─── Texto do exercício

O jornalista pretendia que seu livro fosse um forte apelo à revolta contra as péssimas condições de trabalho e, como ele próprio observou posteriormente, “era dirigido ao coração do povo americano, e atingiu, em vez disso, seus estômagos”.
Revivo essas lembranças em função do debate que persiste sobre o que efetivamente vem a ser liberalismo. Seria o liberalismo uma espécie de licença para caçar?
Segundo Alexandra Strommer Godoi, doutora em Economia de Empresas e professora da Escola de Administração de Empresas da FGV (EAESP-FGV): “O Liberalismo, por definição seria uma doutrina desconfiada do poder, que procura defender e expandir a liberdade do indivíduo. O estado é necessário para garantir que as pessoas não se prejudiquem, todavia abre espaço para que haja abuso de poder contra os indivíduos”.
Segue: “Contudo, apesar desse foco do liberalismo na ideia de liberdade, o que seria liberdade? Liberdade parece ser um conceito mal definido. Liberdade é não ser constrangido, mas o que é que te constrange: é o outro, é a doença, é a lei, é a pobreza, é discriminação? Dependendo de como as pessoas entendem o que seja liberdade, desenvolvem um conceito de liberalismo que pode ser contraditório com o de outros liberais”.
Ainda: “Adam Smith defendia que além da liberdade política e religiosa, deveria haver também liberdade econômica, em que os negócios da burguesia não fossem constrangidos com regras abusivas e arbitrárias estabelecidas pelo estado que protegia os grandes monopólios (Cia das Índias Ocidentais, por exemplo)”.

──────
─── Dados de entrada

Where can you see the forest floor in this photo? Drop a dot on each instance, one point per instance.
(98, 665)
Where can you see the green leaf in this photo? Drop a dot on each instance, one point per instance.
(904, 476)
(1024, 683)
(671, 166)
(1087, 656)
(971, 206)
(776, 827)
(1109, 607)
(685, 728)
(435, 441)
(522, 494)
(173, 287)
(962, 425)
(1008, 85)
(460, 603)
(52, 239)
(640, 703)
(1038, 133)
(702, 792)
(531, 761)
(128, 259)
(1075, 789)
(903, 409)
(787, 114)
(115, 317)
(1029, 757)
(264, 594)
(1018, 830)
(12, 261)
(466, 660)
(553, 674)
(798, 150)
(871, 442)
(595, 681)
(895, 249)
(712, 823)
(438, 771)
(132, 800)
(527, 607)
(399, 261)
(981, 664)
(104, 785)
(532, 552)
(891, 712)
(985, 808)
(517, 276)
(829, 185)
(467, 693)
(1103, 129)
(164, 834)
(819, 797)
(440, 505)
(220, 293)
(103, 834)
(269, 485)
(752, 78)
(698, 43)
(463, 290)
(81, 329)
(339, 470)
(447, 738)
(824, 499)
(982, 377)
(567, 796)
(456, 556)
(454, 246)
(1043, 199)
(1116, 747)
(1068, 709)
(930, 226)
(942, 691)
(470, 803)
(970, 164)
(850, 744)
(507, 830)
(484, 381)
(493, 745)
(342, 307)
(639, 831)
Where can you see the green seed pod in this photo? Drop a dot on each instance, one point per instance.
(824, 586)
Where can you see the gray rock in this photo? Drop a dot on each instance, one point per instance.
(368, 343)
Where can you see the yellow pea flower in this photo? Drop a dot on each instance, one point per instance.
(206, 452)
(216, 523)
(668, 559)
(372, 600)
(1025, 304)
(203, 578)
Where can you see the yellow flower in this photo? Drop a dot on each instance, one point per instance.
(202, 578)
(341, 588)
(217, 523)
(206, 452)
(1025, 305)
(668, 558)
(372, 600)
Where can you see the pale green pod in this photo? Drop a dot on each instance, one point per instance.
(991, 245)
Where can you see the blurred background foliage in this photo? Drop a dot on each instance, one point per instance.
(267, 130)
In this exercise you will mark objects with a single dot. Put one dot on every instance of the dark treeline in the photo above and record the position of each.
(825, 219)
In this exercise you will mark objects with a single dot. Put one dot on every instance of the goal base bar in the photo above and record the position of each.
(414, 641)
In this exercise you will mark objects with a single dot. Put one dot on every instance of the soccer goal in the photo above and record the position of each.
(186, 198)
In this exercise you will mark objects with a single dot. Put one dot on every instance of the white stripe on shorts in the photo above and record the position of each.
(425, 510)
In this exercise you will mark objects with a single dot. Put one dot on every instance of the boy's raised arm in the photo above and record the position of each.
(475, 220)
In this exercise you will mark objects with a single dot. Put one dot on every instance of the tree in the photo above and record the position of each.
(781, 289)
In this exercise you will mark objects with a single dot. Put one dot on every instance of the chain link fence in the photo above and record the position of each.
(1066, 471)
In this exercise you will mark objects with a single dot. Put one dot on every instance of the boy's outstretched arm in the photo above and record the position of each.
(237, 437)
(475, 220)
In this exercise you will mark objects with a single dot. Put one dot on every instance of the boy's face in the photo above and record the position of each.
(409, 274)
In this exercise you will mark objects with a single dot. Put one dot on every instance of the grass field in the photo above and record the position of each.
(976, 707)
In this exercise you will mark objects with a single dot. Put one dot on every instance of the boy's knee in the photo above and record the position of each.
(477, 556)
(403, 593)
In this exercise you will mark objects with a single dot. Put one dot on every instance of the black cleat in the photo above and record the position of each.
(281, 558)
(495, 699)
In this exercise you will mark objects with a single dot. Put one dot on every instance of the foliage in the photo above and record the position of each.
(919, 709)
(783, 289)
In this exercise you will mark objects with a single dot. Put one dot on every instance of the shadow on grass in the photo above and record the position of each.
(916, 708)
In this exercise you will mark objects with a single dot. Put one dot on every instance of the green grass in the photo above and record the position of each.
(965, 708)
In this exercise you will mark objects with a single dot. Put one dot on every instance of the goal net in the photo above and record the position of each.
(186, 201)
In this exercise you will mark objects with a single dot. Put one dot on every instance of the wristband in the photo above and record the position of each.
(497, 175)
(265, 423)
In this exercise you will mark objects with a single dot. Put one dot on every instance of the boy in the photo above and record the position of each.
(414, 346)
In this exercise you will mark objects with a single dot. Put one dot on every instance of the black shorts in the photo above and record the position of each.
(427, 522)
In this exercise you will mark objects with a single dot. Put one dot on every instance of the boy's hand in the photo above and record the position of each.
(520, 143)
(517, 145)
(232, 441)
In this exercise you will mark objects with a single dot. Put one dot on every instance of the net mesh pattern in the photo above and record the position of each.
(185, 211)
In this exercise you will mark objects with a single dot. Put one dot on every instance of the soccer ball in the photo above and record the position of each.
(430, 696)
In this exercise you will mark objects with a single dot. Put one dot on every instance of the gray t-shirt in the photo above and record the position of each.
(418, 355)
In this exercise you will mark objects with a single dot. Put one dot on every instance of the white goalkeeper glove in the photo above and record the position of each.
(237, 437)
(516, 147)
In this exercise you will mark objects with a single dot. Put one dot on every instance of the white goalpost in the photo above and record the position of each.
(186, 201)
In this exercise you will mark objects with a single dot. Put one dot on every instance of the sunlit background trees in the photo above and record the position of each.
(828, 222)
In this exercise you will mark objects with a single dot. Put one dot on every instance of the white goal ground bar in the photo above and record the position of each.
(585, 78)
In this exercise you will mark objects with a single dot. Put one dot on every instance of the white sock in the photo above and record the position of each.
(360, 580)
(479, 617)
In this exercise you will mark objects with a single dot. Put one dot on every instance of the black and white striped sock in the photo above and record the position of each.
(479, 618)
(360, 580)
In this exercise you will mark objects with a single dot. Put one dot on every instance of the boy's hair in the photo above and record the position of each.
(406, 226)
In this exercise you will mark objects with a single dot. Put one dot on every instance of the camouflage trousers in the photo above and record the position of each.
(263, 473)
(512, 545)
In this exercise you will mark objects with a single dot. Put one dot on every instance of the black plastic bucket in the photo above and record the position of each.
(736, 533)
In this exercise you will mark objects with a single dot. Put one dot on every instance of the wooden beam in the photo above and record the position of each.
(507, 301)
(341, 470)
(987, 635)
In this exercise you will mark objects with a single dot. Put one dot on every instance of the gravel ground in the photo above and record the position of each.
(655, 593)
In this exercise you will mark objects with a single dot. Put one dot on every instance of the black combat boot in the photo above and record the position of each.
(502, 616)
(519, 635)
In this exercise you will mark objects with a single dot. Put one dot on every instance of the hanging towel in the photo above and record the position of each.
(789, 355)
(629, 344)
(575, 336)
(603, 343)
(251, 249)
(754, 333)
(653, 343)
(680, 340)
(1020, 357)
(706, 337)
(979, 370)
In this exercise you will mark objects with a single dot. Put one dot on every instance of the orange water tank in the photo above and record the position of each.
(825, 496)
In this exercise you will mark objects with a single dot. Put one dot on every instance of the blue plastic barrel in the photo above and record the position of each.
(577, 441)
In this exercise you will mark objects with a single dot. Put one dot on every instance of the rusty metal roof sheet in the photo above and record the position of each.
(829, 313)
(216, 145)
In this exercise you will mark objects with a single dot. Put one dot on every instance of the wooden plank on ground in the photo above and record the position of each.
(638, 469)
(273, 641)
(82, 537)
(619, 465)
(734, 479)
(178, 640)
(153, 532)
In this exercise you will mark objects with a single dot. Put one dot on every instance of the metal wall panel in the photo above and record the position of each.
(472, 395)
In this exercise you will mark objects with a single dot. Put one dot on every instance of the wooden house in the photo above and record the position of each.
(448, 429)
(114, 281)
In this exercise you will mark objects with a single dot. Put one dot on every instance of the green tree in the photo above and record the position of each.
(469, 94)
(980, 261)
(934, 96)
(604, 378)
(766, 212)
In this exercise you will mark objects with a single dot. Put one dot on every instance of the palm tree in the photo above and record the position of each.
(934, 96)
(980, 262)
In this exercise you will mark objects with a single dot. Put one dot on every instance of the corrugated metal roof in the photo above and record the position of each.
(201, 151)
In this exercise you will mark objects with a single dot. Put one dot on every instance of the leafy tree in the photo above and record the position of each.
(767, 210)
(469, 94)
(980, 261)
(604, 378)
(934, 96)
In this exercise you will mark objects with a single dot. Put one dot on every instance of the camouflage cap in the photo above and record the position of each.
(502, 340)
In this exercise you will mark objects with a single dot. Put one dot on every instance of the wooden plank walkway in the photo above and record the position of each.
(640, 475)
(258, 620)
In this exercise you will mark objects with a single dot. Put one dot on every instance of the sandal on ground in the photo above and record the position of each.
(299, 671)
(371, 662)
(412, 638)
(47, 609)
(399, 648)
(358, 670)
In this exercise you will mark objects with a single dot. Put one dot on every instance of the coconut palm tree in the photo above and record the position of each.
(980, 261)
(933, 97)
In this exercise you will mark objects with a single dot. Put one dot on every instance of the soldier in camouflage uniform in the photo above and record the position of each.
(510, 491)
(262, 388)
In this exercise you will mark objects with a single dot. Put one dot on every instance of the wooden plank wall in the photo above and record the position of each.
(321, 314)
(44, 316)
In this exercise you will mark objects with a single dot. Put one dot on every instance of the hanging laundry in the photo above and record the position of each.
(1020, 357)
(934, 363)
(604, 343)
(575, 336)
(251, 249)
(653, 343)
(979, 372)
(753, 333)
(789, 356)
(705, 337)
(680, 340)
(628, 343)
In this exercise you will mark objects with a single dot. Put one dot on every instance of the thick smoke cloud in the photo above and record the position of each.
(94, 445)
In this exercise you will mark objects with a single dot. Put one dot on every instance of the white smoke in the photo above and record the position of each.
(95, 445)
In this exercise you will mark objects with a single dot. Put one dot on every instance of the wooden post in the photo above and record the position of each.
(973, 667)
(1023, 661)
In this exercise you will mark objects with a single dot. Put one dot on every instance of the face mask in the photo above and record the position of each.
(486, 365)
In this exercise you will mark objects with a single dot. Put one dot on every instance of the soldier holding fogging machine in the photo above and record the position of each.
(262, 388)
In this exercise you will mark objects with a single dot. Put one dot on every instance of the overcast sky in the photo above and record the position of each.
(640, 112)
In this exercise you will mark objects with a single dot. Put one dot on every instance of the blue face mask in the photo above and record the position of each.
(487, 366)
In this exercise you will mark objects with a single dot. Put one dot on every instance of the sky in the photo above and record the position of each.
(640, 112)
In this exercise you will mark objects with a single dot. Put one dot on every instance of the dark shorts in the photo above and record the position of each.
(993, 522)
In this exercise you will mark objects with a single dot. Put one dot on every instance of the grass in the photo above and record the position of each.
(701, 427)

──────

• Instruções:
Responda às perguntas sobre o texto a respeito do liberalismo:
1. Segundo o próprio jornalista, a que o livro era dirigido e o que ele atingiu em vez disso?
2. De qual escola Alexandra Strommer Godoi é professora?
3. Além da liberdade política e religiosa, que outra liberdade Adam Smith defendia?

• Tarefa resolvida:
1. O livro era dirigido ao coração do povo americano e atingiu, em vez disso, seus estômagos.
2. Da Escola de Administração de Empresas da FGV (EAESP-FGV).
3. A liberdade econômica.